聂凤智蹲在粘好的地图前,一支接着一支地抽香烟,看苏州河以北的地形,指示:“不管敌人是否执行投降条款,部队必须尽快渡过苏州河,进一步迫使敌人投降。”
一切布置停当。聂凤智才在通信员为他撑开的行军床上和衣躺下,天空飘着毛毛雨。
(5)
在上海解放时,27军负责对宋庆龄淮海中路西端住宅进行警卫。宋庆龄是孙中山先生的夫人,又的我党的老朋友,人们都习惯地尊称她为“国母”。
部队接到警卫任务,立即从战场挑选了几名战士前为警卫,这些战士一听是警卫“国母”,丝毫不敢疏忽,在房子周围荷枪实弹地日夜巡逻,如临大敌。谁知这起了宋庆龄的不快。
在布置任务时,上级指示战士们要严格审查进入住宅的人员,防止坏人混进去,层层下达,三传两传,传走了样,最后变成了一句命令:“只准出,不准进。”

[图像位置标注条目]

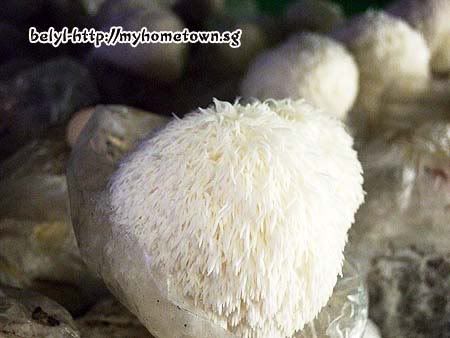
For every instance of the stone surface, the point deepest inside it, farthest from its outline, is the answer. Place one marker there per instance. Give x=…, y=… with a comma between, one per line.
x=407, y=176
x=372, y=331
x=409, y=293
x=110, y=319
x=76, y=125
x=160, y=62
x=109, y=135
x=42, y=96
x=38, y=249
x=28, y=314
x=43, y=156
x=14, y=42
x=20, y=10
x=313, y=15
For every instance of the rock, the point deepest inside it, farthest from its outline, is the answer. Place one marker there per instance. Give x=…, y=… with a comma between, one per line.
x=38, y=249
x=195, y=12
x=372, y=330
x=92, y=6
x=110, y=319
x=108, y=136
x=161, y=61
x=42, y=96
x=14, y=43
x=312, y=15
x=409, y=293
x=28, y=314
x=41, y=157
x=11, y=68
x=20, y=10
x=406, y=179
x=225, y=60
x=77, y=124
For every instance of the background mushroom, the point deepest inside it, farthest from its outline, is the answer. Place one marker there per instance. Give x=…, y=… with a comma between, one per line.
x=387, y=51
x=432, y=19
x=309, y=66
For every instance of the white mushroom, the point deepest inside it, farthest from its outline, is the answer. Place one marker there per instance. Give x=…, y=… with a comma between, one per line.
x=388, y=51
x=432, y=19
x=309, y=66
x=245, y=209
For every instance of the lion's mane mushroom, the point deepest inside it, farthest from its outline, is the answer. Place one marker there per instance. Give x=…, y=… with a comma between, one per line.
x=309, y=66
x=246, y=208
x=387, y=51
x=432, y=19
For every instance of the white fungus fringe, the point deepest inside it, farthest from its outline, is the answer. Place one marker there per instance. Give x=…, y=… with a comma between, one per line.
x=247, y=207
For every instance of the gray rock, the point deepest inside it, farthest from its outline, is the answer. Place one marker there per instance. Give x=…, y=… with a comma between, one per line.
x=20, y=10
x=28, y=314
x=14, y=43
x=313, y=15
x=42, y=96
x=372, y=331
x=409, y=293
x=157, y=61
x=38, y=249
x=44, y=156
x=110, y=319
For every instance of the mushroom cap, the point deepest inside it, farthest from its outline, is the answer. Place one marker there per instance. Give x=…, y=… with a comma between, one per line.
x=432, y=19
x=386, y=50
x=429, y=17
x=246, y=209
x=309, y=66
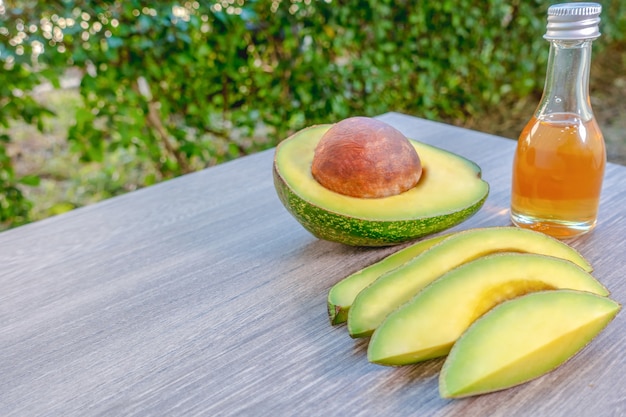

- 待办任务 -
a. 把节选文字中以“在布置任务时”开头的那一段改写得更简短，保留主要事实。
b. 请把列表中从含有“For every instance of the white fungus”的那一行起、到列表结尾为止的各行（首尾两行都算）排成Markdown表格，两列分别为“序号”和“内容”，空行略去，图片不要写进表格。

- 逐项答案 -
a. 布置任务时，上级指示战士严格审查进入住宅的人员，以防坏人混入。命令层层下达、几经转述后走了样，最终成了“只准出，不准进”。

b.
| 序号 | 内容 |
|---|---|
| 1 | For every instance of the white fungus fringe, the point deepest inside it, farthest from its outline, is the answer. Place one marker there per instance. Give x=…, y=… with a comma between, one per line. |
| 2 | x=247, y=207 |
| 3 | For every instance of the gray rock, the point deepest inside it, farthest from its outline, is the answer. Place one marker there per instance. Give x=…, y=… with a comma between, one per line. |
| 4 | x=20, y=10 |
| 5 | x=28, y=314 |
| 6 | x=14, y=43 |
| 7 | x=313, y=15 |
| 8 | x=42, y=96 |
| 9 | x=372, y=331 |
| 10 | x=409, y=293 |
| 11 | x=157, y=61 |
| 12 | x=38, y=249 |
| 13 | x=44, y=156 |
| 14 | x=110, y=319 |
| 15 | For every instance of the mushroom cap, the point deepest inside it, farthest from its outline, is the answer. Place one marker there per instance. Give x=…, y=… with a comma between, one per line. |
| 16 | x=432, y=19 |
| 17 | x=386, y=50 |
| 18 | x=429, y=17 |
| 19 | x=246, y=209 |
| 20 | x=309, y=66 |